*** Opening Working data ***

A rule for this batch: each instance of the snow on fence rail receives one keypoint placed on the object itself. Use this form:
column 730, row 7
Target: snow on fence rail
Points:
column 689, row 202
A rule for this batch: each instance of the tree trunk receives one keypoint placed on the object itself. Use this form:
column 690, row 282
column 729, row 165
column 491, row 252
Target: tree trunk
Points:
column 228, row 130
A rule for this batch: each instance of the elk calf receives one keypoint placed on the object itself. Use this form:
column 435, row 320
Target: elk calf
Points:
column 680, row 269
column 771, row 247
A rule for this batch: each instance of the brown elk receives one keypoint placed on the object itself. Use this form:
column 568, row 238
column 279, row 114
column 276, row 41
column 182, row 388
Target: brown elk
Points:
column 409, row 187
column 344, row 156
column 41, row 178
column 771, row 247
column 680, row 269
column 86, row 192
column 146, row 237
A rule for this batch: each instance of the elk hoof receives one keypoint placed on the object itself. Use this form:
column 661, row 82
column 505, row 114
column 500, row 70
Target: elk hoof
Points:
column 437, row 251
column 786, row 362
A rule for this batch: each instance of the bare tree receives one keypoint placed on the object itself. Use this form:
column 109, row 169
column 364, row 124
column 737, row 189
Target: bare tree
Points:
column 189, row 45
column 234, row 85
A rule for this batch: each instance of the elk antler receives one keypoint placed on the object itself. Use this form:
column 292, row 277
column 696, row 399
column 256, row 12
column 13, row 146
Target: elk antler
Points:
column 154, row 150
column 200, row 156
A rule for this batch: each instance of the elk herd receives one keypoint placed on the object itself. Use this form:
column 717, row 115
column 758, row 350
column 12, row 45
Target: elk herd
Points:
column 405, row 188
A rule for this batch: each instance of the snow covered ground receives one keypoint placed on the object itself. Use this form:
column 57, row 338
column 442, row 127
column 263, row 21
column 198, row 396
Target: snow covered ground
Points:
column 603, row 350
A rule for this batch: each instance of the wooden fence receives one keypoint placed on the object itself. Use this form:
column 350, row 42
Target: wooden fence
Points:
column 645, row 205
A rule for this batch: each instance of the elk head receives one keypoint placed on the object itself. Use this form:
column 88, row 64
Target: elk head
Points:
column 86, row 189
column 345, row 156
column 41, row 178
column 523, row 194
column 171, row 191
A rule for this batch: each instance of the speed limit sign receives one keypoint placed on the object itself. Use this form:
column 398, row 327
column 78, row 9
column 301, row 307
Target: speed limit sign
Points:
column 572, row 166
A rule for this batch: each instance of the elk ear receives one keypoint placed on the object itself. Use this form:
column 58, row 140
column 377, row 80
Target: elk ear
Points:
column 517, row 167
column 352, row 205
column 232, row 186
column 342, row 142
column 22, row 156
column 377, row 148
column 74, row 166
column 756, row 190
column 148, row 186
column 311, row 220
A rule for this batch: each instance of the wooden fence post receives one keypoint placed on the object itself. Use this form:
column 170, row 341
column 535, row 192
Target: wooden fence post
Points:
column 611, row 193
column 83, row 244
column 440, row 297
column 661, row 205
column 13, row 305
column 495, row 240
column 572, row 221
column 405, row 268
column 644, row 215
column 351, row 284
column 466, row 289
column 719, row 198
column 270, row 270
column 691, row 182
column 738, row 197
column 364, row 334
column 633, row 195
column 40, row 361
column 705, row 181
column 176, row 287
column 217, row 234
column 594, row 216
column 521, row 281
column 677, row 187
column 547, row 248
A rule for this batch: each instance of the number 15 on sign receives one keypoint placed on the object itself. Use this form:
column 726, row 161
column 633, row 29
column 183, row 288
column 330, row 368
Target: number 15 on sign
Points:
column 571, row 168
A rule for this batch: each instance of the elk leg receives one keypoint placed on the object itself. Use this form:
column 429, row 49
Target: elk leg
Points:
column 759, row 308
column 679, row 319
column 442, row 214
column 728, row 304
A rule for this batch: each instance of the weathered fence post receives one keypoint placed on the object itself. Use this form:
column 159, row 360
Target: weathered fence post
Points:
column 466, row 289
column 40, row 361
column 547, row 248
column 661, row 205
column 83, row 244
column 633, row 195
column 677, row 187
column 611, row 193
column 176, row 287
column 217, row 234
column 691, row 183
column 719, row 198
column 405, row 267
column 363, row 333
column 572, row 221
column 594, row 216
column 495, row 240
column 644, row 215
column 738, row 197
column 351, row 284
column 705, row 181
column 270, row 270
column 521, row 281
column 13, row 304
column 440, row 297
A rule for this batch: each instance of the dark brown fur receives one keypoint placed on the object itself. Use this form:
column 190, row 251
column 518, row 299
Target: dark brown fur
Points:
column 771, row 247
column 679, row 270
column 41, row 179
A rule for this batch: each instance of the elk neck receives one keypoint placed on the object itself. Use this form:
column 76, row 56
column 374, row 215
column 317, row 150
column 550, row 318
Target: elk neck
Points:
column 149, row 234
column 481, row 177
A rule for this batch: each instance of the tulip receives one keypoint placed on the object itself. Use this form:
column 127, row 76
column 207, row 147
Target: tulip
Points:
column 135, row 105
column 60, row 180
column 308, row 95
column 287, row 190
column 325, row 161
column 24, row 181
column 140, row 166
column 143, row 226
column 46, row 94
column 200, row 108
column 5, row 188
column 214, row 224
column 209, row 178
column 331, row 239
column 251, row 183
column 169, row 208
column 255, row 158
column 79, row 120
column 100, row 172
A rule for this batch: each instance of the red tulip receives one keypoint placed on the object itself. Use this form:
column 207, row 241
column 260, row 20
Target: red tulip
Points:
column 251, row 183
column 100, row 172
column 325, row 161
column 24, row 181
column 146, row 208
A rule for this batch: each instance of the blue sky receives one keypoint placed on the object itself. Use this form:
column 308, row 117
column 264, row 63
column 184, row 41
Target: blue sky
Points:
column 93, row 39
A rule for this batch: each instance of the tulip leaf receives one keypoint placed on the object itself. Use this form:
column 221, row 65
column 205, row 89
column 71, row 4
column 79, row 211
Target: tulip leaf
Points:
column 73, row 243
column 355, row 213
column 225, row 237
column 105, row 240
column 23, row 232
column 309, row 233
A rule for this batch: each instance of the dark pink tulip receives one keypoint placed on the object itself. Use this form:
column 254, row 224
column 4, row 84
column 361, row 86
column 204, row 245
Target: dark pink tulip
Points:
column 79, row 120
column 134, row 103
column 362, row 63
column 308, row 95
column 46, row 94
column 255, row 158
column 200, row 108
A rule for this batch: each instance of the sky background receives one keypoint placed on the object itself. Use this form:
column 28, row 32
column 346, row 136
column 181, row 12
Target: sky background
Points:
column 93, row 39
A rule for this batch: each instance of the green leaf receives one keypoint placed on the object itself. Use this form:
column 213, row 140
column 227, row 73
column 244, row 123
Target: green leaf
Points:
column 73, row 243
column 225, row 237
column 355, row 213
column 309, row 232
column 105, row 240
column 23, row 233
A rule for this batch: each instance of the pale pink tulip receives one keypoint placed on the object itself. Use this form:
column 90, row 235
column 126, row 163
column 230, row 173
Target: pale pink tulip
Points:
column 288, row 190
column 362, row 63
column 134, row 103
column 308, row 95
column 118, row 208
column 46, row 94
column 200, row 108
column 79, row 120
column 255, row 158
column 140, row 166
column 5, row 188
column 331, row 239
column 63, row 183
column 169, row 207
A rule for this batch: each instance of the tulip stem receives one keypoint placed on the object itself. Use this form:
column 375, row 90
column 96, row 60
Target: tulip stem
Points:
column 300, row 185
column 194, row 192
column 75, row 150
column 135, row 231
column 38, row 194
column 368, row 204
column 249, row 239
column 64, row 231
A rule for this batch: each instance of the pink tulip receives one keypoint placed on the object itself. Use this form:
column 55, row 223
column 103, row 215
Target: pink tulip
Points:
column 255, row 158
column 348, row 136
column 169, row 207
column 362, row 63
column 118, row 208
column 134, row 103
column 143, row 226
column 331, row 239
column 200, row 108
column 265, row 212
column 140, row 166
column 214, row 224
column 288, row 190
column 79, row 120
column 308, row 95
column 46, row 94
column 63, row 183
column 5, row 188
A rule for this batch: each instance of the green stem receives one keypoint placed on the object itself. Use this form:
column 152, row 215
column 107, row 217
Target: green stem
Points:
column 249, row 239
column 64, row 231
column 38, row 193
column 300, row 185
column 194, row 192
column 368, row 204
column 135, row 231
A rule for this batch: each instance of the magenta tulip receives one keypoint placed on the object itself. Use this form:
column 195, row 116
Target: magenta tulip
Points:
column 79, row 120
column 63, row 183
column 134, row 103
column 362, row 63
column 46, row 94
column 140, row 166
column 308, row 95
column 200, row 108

*** Closing Working data ***

* Brief: Identify each line in the records above that contains the word "post", and copy it out in full.

* Written answer:
A rule for this batch: each instance of the wooden fence post receives one keypoint placed on the object itself. Use this form:
Target: wooden fence post
A rule for this batch: each instance of the weathered fence post receives one keypoint placed on the object itself. Use this form:
Target: weathered fence post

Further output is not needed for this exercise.